Among watchmakers it is an unavoidable necessity of their calling to work by the aid of a single glass, and they appear to enjoy an enviable immunity from eye diseases. It is, he says, exceedingly uncommon to see a working watchmaker among the patients of the opthalmic department of a hospital, and he entertains little doubt that the habitual exercise of the eye upon fine work tends to the development and preservation of its powers.
The persons who suffer most, according to Mr. Carter, from popular prejudice and ignorance on the subject of spectacles, are men of the superior artisan class, who are not engaged on work which requires good eyesight, and who, at the age of 50 or sooner, find their power of accomplishing such work diminishing.
It is, he tells us, a rule in many workshops that spectacles are altogether prohibited, “the masters ignorantly supposing them to be evidences of bad sight, whereas the truth is they are not the evidences of bad sight at all, but only of the occurrence of a natural and inevitable change, the effects of which they entirely obviate, leaving the sight as good for all ordinary purposes as it ever was.”

ASSIGNMENT – Reproduce the passage on eyesight and spectacles word for word, beginning at the words "Among watchmakers it" and stopping after "such work diminishing.". The records have nothing to do with the passage on eyesight and spectacles.

SUPPLIED MATERIAL –
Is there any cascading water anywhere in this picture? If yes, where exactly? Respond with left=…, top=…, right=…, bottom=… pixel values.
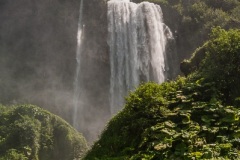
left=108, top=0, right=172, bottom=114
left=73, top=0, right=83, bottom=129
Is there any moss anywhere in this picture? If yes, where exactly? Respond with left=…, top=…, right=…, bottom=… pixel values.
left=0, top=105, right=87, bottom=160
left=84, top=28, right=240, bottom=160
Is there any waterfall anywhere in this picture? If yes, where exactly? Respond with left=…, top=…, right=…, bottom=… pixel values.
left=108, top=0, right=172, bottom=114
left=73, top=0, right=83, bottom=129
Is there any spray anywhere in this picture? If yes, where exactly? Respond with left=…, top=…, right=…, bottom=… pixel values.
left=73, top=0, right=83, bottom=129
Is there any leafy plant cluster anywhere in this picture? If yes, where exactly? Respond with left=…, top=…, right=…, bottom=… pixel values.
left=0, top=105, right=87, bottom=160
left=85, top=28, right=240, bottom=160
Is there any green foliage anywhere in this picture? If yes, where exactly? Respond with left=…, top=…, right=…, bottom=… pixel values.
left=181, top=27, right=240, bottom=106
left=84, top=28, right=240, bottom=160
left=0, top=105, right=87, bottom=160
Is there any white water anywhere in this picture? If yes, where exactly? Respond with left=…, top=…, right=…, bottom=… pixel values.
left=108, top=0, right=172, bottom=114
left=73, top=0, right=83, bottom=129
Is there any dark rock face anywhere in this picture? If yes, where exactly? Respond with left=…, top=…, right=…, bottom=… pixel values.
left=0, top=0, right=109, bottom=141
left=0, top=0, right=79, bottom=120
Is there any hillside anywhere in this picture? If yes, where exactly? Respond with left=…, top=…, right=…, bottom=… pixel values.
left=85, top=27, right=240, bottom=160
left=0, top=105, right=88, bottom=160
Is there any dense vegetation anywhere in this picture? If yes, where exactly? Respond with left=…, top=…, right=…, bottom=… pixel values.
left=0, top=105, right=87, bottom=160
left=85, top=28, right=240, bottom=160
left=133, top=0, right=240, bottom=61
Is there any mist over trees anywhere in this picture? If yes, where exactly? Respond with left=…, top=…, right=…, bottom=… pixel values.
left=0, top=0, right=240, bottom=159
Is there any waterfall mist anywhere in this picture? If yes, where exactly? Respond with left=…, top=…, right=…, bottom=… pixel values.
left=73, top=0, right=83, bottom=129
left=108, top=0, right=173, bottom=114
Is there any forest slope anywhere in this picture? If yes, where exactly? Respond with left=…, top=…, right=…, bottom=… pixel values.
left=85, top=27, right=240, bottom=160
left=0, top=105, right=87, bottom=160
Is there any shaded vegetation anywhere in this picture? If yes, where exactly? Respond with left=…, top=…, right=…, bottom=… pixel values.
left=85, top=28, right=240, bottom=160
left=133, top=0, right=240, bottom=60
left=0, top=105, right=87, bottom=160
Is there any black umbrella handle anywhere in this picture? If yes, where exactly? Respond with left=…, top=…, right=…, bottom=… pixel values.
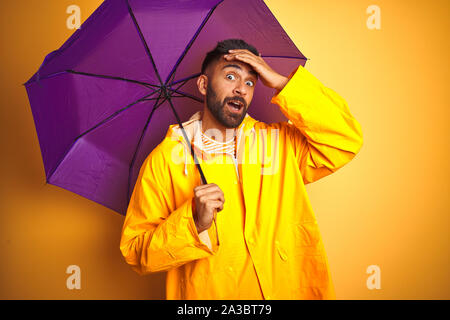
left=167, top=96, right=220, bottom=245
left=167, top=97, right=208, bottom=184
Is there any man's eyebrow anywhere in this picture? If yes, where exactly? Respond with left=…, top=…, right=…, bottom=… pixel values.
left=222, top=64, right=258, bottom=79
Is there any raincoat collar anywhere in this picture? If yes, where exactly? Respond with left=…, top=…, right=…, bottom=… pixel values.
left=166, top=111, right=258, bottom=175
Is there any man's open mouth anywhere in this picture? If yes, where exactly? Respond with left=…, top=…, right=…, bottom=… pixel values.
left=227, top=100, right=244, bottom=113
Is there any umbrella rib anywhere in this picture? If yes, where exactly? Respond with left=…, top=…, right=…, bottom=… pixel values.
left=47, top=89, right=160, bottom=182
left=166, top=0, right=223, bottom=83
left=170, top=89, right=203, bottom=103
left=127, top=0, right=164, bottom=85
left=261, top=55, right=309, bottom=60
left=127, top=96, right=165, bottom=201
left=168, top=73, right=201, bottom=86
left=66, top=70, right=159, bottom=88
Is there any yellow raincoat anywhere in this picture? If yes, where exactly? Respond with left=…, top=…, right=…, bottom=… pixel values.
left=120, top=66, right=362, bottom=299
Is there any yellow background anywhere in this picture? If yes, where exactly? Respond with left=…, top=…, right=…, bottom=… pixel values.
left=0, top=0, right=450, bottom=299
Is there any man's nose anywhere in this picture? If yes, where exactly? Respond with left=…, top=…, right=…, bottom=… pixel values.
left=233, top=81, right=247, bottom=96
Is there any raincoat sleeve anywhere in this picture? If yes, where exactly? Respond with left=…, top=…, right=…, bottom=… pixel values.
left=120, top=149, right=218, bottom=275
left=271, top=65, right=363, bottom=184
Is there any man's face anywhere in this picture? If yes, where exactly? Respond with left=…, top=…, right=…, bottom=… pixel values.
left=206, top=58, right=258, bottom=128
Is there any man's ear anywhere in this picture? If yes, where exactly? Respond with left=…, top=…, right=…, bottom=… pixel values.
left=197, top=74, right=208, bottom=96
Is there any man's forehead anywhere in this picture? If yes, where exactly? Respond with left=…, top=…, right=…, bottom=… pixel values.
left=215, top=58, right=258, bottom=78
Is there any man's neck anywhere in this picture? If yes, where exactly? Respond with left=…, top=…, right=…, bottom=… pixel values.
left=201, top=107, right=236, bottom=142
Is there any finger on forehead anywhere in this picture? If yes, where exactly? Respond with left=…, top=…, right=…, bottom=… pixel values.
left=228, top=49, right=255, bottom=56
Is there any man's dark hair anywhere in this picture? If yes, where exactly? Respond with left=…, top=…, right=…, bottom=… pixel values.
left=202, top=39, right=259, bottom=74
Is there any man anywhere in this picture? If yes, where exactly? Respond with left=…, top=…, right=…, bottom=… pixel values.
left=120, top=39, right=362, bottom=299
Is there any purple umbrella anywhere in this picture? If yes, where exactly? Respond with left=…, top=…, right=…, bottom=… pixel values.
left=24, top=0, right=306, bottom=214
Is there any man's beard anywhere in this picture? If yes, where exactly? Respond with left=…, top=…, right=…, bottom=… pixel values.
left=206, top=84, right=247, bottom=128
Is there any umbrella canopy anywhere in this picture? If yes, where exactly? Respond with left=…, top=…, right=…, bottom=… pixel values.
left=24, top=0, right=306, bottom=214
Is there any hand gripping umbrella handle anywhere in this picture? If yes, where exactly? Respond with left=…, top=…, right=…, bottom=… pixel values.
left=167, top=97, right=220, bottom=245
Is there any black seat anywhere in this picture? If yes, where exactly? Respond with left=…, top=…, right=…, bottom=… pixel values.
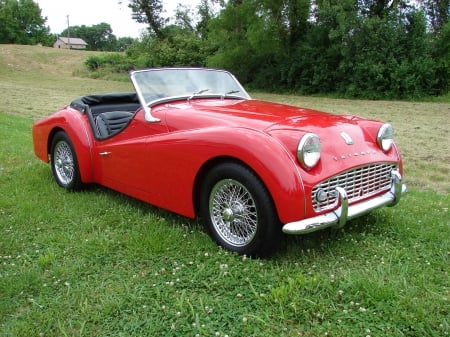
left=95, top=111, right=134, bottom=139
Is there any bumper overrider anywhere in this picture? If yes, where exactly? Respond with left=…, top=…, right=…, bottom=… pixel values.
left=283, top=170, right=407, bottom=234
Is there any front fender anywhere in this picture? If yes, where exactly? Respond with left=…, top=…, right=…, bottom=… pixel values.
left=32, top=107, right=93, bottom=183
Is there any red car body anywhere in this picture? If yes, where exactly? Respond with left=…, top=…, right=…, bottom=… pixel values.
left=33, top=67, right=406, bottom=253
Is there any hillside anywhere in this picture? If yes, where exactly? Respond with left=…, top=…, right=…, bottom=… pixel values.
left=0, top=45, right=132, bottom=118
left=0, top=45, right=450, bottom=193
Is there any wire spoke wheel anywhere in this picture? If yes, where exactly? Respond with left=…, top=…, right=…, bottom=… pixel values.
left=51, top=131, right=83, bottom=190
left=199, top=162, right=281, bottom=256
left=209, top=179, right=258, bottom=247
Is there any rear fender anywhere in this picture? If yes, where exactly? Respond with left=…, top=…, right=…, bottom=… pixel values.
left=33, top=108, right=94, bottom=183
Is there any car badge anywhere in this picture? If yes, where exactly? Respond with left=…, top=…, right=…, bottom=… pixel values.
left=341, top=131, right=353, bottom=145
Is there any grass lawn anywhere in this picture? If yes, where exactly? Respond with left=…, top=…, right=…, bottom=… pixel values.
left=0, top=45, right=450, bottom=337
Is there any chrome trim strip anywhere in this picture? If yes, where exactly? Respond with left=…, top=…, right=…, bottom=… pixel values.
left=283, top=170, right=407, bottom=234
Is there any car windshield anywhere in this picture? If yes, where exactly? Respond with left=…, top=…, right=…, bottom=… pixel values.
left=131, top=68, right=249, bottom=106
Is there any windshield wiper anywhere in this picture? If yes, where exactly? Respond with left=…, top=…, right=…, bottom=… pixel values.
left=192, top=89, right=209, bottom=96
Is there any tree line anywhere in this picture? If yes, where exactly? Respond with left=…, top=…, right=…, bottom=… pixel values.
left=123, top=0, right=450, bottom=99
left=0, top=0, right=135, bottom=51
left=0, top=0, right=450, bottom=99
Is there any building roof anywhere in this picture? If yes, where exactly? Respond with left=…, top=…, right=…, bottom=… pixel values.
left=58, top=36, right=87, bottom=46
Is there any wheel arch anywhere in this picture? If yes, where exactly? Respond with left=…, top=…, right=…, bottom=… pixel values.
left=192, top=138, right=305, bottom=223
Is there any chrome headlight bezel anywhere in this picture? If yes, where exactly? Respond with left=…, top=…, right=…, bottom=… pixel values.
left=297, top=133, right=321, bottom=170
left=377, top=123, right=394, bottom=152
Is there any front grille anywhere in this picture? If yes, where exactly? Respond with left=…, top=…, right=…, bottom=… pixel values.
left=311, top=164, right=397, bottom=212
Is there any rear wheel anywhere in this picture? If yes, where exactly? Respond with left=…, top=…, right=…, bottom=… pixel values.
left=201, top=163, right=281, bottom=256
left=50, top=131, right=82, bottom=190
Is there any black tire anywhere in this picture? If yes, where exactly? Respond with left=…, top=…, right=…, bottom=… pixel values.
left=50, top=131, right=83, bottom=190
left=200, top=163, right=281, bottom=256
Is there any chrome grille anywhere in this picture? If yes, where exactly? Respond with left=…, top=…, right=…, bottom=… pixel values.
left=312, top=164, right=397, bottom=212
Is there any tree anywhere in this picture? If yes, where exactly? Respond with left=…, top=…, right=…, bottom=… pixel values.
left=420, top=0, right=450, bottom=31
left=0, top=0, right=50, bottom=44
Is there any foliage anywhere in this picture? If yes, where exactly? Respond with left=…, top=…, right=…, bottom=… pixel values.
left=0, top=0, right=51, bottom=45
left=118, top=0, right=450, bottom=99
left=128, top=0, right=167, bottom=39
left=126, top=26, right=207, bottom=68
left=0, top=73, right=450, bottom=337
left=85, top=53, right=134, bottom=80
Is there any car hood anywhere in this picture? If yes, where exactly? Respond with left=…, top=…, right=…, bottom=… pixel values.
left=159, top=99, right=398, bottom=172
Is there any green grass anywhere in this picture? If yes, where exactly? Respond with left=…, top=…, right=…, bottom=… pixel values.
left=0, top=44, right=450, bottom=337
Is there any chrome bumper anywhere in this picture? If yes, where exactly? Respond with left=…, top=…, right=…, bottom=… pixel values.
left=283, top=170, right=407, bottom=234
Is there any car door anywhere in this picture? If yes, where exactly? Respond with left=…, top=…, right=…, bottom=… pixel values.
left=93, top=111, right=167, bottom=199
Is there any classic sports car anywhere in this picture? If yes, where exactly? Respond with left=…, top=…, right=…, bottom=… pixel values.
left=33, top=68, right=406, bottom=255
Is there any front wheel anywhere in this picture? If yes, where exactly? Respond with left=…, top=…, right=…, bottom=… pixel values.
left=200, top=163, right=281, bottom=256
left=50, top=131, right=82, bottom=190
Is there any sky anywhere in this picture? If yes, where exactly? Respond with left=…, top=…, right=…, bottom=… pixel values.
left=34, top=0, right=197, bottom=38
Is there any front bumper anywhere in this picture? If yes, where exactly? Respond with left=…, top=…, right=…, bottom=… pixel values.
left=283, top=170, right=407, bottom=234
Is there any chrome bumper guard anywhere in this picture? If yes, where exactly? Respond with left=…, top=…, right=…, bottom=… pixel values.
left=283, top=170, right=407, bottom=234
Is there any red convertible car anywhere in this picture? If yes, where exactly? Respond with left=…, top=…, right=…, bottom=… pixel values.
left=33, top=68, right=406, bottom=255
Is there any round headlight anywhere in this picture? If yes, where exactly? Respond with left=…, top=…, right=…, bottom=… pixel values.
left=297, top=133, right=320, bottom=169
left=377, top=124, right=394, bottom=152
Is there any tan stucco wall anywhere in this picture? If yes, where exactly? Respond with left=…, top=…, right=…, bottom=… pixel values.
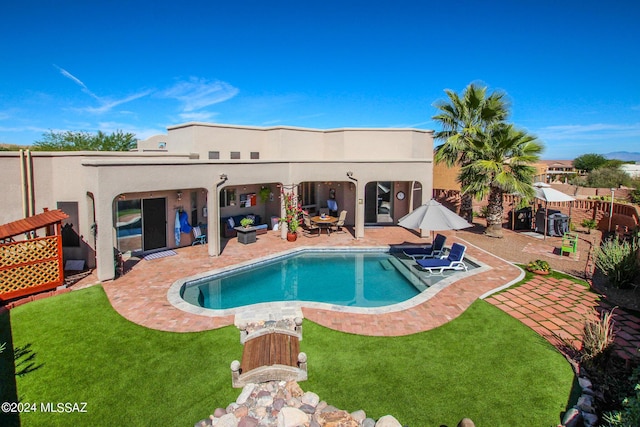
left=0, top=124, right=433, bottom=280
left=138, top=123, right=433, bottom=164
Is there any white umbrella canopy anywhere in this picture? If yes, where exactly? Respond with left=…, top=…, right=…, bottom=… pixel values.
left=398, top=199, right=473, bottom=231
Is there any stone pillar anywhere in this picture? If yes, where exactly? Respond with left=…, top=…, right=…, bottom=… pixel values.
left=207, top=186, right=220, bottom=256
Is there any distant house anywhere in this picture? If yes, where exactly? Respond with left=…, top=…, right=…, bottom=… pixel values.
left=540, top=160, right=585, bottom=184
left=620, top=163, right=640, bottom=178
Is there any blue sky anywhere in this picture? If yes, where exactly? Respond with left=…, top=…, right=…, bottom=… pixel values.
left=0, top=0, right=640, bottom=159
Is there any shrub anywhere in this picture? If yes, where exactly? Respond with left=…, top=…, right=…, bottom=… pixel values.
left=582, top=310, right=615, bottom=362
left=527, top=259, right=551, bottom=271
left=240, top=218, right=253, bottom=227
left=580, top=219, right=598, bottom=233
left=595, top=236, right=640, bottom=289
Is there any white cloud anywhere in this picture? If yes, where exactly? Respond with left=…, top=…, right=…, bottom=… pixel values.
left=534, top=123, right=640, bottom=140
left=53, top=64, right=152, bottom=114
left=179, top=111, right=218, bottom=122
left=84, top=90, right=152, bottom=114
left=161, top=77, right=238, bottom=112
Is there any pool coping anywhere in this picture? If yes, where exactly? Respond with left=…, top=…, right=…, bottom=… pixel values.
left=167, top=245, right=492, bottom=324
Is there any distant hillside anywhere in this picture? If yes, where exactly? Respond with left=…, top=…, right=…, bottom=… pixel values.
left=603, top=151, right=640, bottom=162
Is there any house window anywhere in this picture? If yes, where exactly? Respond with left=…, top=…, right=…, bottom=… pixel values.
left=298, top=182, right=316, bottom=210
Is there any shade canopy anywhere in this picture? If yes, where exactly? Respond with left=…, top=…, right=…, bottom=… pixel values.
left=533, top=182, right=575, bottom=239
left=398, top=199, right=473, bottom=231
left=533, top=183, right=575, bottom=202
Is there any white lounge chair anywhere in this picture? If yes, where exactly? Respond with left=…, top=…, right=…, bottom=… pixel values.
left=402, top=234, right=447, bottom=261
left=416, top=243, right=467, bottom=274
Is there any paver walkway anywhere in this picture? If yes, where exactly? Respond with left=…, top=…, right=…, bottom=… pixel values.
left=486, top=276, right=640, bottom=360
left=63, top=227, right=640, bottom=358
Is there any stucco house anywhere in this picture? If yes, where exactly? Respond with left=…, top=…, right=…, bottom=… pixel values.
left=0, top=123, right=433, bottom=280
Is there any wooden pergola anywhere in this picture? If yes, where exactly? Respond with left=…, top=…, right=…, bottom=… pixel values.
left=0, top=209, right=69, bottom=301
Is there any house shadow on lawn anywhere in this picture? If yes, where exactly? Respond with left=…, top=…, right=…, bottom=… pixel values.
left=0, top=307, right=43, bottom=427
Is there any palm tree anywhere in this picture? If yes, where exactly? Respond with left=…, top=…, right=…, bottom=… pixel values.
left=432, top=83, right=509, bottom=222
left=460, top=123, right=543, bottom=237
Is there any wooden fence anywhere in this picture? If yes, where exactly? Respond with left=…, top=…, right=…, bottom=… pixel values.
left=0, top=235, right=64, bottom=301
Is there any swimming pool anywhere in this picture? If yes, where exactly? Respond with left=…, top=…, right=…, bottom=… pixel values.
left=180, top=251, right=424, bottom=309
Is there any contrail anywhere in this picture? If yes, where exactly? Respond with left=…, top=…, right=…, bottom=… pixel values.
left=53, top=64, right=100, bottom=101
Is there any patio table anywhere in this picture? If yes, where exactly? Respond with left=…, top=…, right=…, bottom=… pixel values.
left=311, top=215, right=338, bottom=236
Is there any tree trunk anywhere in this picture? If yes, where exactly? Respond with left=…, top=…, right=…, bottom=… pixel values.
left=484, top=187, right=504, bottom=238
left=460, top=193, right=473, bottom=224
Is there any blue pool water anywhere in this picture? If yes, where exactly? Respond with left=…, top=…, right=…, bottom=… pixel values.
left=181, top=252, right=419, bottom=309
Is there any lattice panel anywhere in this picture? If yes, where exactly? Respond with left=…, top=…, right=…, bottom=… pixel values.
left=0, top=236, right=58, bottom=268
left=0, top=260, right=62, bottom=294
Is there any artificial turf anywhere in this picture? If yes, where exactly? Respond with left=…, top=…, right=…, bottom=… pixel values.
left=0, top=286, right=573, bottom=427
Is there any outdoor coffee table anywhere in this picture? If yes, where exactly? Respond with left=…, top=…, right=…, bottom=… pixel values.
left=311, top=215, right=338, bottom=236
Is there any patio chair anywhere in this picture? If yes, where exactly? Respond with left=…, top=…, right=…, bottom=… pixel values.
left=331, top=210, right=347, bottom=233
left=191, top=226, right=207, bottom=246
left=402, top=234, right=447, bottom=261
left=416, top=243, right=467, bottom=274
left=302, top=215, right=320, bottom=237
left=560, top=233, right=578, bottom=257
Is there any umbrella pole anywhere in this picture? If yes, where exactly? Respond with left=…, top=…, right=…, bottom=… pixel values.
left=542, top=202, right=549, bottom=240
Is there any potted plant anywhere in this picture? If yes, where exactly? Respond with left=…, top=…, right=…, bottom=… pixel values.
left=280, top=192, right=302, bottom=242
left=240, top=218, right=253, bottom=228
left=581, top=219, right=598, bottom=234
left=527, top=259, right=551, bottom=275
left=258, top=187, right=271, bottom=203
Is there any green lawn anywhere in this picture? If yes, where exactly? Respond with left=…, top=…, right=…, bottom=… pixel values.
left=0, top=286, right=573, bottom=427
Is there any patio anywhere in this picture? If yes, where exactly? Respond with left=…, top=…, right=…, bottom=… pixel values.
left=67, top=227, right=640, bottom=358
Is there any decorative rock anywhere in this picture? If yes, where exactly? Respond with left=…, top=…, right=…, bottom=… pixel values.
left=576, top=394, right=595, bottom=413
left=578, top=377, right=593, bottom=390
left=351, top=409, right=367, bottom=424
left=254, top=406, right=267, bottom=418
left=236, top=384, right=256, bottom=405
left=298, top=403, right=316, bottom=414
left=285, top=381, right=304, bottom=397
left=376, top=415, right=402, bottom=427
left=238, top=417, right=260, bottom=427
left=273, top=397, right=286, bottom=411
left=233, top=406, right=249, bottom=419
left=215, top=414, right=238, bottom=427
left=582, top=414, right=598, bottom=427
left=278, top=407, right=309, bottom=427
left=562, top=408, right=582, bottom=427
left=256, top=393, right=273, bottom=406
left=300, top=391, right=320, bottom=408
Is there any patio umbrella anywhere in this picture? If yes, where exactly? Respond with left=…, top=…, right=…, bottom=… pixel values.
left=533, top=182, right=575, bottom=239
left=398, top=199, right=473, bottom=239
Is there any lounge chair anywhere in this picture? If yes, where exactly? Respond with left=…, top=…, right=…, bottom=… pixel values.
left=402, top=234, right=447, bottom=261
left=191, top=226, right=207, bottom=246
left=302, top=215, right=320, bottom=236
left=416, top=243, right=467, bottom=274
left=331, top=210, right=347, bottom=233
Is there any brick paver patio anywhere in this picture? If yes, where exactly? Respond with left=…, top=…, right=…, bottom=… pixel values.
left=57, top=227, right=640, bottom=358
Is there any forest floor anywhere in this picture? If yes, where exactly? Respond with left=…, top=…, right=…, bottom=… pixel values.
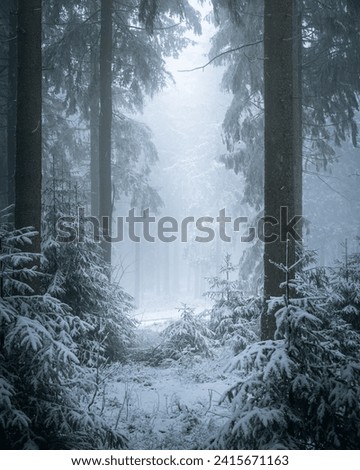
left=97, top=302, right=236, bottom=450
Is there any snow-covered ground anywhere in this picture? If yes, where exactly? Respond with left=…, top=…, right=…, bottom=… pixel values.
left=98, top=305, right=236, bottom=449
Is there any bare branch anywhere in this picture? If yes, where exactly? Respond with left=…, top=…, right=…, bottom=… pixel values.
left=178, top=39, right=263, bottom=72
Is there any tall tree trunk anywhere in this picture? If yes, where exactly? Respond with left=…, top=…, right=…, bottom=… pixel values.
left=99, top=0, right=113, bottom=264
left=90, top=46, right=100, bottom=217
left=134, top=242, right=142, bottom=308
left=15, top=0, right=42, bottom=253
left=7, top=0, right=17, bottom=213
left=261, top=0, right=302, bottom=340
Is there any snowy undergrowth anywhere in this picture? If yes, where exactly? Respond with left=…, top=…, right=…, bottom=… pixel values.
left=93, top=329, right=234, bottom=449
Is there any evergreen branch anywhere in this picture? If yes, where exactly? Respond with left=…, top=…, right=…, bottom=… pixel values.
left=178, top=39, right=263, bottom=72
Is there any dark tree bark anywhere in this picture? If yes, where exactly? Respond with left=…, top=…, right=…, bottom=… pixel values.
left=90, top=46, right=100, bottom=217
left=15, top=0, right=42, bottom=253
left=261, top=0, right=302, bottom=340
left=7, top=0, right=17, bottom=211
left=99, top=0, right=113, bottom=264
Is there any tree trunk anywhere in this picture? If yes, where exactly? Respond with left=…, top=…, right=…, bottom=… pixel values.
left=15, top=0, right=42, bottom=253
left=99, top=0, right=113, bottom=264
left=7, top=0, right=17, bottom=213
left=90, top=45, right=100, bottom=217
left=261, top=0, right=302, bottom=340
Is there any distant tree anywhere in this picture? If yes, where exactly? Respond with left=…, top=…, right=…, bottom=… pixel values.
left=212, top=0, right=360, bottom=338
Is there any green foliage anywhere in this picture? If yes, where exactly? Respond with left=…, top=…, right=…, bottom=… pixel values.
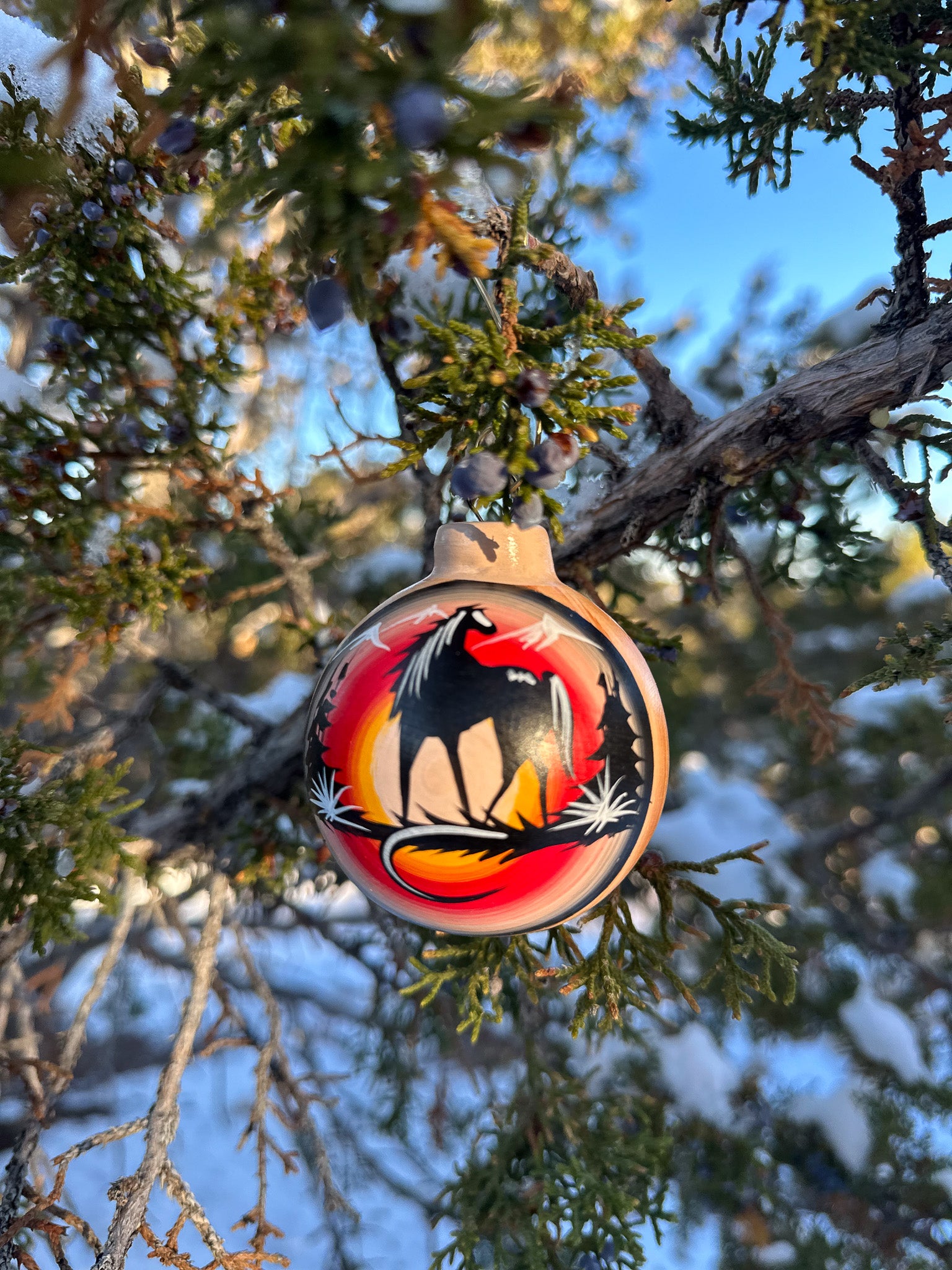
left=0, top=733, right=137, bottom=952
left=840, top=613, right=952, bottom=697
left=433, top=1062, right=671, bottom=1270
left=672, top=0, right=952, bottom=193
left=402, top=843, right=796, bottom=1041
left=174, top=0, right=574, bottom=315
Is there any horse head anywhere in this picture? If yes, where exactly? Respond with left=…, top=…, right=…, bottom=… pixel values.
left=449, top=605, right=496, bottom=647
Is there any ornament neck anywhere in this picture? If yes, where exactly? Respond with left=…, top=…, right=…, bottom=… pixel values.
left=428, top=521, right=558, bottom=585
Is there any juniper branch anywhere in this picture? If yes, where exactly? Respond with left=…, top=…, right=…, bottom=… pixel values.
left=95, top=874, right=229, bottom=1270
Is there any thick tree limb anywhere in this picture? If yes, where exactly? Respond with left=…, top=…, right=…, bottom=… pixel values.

RESPONSE –
Among watchmakers it is an unavoidable necessity of their calling to work by the aid of a single glass, and they appear to enjoy an enviable immunity from eye diseases. It is, he says, exceedingly uncommon to see a working watchmaker among the patients of the opthalmic department of a hospital, and he entertains little doubt that the habitual exercise of the eye upon fine work tends to the development and preservation of its powers.
The persons who suffer most, according to Mr. Carter, from popular prejudice and ignorance on the subject of spectacles, are men of the superior artisan class, who are not engaged on work which requires good eyesight, and who, at the age of 50 or sooner, find their power of accomplishing such work diminishing.